EXTRACT PROVIDED ->
** start **
The first popular account of one of America’s most beloved foods (consumed by more than seventy-five percent of the population), Creamy and Crunchy is a comprehensive and entertaining history of peanut butter’s development and integration into the American diet. Richly illustrated and filled with anecdotes and facts culled from unusual and engaging sources, the book is a mix of interviews, research, travels in the peanut-growing regions of the South, personal histories and recipes, focusing on the manufacture of the food from the 1890s to the present, while also covering its cultural, nutritional, and even molecular evolution.
** end **
ITEMS ->
** start **
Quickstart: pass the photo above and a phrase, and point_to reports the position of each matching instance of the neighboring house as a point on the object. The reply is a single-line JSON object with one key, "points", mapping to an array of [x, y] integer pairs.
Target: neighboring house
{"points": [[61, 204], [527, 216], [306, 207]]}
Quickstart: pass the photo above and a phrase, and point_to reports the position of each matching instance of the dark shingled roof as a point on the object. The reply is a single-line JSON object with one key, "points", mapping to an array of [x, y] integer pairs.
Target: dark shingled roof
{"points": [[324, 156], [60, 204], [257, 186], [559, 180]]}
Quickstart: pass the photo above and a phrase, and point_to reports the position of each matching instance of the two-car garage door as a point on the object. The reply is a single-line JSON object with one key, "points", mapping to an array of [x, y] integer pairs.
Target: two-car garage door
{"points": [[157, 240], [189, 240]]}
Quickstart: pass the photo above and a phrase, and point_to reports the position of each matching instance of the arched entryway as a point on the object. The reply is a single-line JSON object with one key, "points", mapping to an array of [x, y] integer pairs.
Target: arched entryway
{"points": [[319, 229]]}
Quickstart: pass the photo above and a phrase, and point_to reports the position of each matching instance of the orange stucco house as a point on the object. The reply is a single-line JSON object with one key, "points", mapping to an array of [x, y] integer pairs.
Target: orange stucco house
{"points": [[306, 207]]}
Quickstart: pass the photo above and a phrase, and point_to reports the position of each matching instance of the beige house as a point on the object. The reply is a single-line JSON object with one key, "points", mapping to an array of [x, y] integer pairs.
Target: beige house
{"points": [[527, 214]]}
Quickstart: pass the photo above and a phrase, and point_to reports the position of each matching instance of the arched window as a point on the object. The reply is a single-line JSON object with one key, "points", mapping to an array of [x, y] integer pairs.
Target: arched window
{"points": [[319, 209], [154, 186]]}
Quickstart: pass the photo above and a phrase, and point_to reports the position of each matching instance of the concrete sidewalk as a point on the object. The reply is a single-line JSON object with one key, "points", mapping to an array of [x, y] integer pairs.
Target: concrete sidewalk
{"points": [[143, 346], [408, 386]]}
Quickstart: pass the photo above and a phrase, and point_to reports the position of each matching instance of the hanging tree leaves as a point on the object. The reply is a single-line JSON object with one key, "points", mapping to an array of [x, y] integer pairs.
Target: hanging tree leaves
** end **
Extract the passage describing the book on peanut butter's history and reproduce it word for word in full.

The first popular account of one of America’s most beloved foods (consumed by more than seventy-five percent of the population), Creamy and Crunchy is a comprehensive and entertaining history of peanut butter’s development and integration into the American diet. Richly illustrated and filled with anecdotes and facts culled from unusual and engaging sources, the book is a mix of interviews, research, travels in the peanut-growing regions of the South, personal histories and recipes, focusing on the manufacture of the food from the 1890s to the present, while also covering its cultural, nutritional, and even molecular evolution.